What is expected
Images are not part of the copy; transcribe all the data exactly.

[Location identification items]
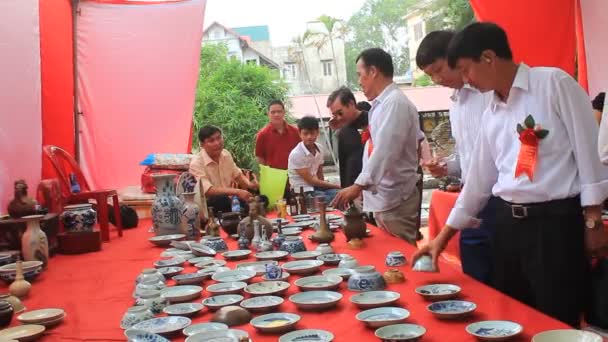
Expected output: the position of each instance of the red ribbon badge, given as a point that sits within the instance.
(528, 152)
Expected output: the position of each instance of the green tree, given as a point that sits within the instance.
(234, 96)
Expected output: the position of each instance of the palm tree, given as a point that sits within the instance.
(334, 29)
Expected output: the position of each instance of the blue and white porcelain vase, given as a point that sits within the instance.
(366, 278)
(78, 218)
(34, 243)
(190, 217)
(167, 207)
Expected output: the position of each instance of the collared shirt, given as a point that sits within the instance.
(468, 105)
(275, 147)
(567, 162)
(301, 158)
(211, 173)
(389, 174)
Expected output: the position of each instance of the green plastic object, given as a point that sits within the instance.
(272, 184)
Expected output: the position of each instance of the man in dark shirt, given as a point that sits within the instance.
(349, 119)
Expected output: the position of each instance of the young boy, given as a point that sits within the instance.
(305, 163)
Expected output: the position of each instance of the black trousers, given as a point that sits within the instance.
(540, 260)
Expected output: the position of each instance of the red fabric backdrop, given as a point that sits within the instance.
(540, 33)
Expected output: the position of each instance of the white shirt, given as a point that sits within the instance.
(567, 163)
(465, 119)
(389, 175)
(301, 158)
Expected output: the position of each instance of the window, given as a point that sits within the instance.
(327, 67)
(418, 31)
(289, 71)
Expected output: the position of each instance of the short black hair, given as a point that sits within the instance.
(433, 47)
(364, 105)
(378, 58)
(598, 102)
(273, 102)
(344, 94)
(309, 123)
(475, 39)
(206, 132)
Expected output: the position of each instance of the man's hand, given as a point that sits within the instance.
(346, 195)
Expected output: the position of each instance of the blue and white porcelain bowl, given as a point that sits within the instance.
(400, 332)
(494, 330)
(452, 309)
(366, 278)
(134, 335)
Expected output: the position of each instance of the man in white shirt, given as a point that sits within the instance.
(390, 157)
(535, 154)
(305, 163)
(465, 117)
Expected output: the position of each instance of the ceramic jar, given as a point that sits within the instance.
(134, 315)
(190, 217)
(293, 244)
(395, 258)
(34, 244)
(366, 278)
(152, 300)
(150, 273)
(348, 262)
(78, 218)
(324, 248)
(6, 313)
(215, 242)
(167, 207)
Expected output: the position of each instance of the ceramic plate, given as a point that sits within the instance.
(226, 288)
(181, 293)
(36, 316)
(183, 309)
(170, 271)
(451, 308)
(259, 267)
(212, 262)
(345, 273)
(316, 300)
(302, 266)
(204, 328)
(134, 335)
(27, 332)
(323, 282)
(373, 299)
(267, 288)
(262, 303)
(271, 255)
(275, 322)
(380, 317)
(234, 275)
(494, 330)
(306, 255)
(216, 302)
(313, 335)
(165, 240)
(400, 332)
(438, 291)
(238, 254)
(190, 278)
(163, 325)
(229, 335)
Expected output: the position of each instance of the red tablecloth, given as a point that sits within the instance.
(95, 290)
(442, 203)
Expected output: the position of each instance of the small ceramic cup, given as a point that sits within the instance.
(395, 258)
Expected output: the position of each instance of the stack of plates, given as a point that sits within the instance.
(46, 317)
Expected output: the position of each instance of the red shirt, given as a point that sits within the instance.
(274, 147)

Result of the exercise
Expected output: the position of each instance of the red ribbon badge, given as a point that sits within the instance.
(528, 152)
Expected output: the position of each instance of the green tree, given as a point that sits within the instance.
(234, 96)
Expected output: the position of each instance of the palm tree, given as a point that sits within the instance.
(334, 29)
Expected output: the position of each instance of the blue and white porcelain vase, given as a point that sits within the instance.
(366, 278)
(78, 218)
(34, 243)
(190, 217)
(167, 207)
Expected output: the position of each instance of the collared shirt, given as a point that sits within the instance.
(468, 105)
(275, 147)
(567, 162)
(301, 158)
(211, 173)
(389, 174)
Expected output: the position of each instance of the green plastic object, given as a point that sits within the instance.
(272, 184)
Expected output: the position of each instance of the man in dark shirt, given as a point that sits within the instance.
(349, 119)
Expected output: the position of each instance of the young boy, given as a point that sits within the instance.
(305, 163)
Expected output: the position of each instance of the black trousers, given as a point that sits within the instance.
(540, 260)
Expected output: the position of each instance of the red fabric backdrop, given as a point that sits within the instance.
(540, 33)
Expected output: the position of each instance of the white shirt, given as a point that sits within the instance.
(567, 163)
(465, 119)
(389, 175)
(301, 158)
Expected output: the position of each instance of the window, given as a point that sits within the instance.
(327, 67)
(418, 31)
(289, 71)
Expected output: the position of each instance of the short black hair, given as a point that sits within the instance.
(433, 47)
(364, 105)
(378, 58)
(598, 102)
(273, 102)
(344, 94)
(309, 123)
(475, 39)
(206, 132)
Expected output: the position of each instance of the man's hand, given as a point that sits within the instance.
(346, 195)
Expected output: the position of each instance of the blue and white porcelain bowl, given as a point that sits within the instance.
(400, 332)
(494, 330)
(452, 309)
(366, 278)
(134, 335)
Expected output: the position of each instance of the man in white shirt, given as a point that sits within the instance.
(390, 157)
(535, 154)
(305, 163)
(465, 117)
Expected output: the position of each instance of the ceramic jar, given as a point that sits within the instance.
(134, 315)
(190, 217)
(293, 244)
(395, 258)
(34, 244)
(366, 278)
(152, 300)
(150, 273)
(348, 262)
(78, 218)
(324, 248)
(6, 313)
(215, 242)
(167, 207)
Expected output: the position of each instance of the ceramic plate, given as a point that sits within the instance.
(226, 288)
(181, 293)
(36, 316)
(183, 309)
(170, 271)
(451, 308)
(259, 267)
(212, 262)
(345, 273)
(316, 300)
(302, 266)
(204, 328)
(134, 335)
(27, 332)
(323, 282)
(373, 299)
(267, 288)
(262, 303)
(271, 255)
(275, 322)
(380, 317)
(234, 275)
(494, 330)
(306, 255)
(216, 302)
(313, 335)
(165, 240)
(400, 332)
(438, 291)
(238, 254)
(190, 278)
(163, 325)
(229, 335)
Expected output: the position of each instance of the red tablecloth, given as a point that sits within the instance.
(95, 290)
(442, 203)
Expected output: the position of each instance of the small ceramic cup, given as a point that sits within the instance.
(395, 258)
Expected output: the position of each instance of the stack of plates, given as a point that sits within the instance.
(46, 317)
Expected output: the position of each instance of the red shirt, given as a point that sits within the instance.
(274, 147)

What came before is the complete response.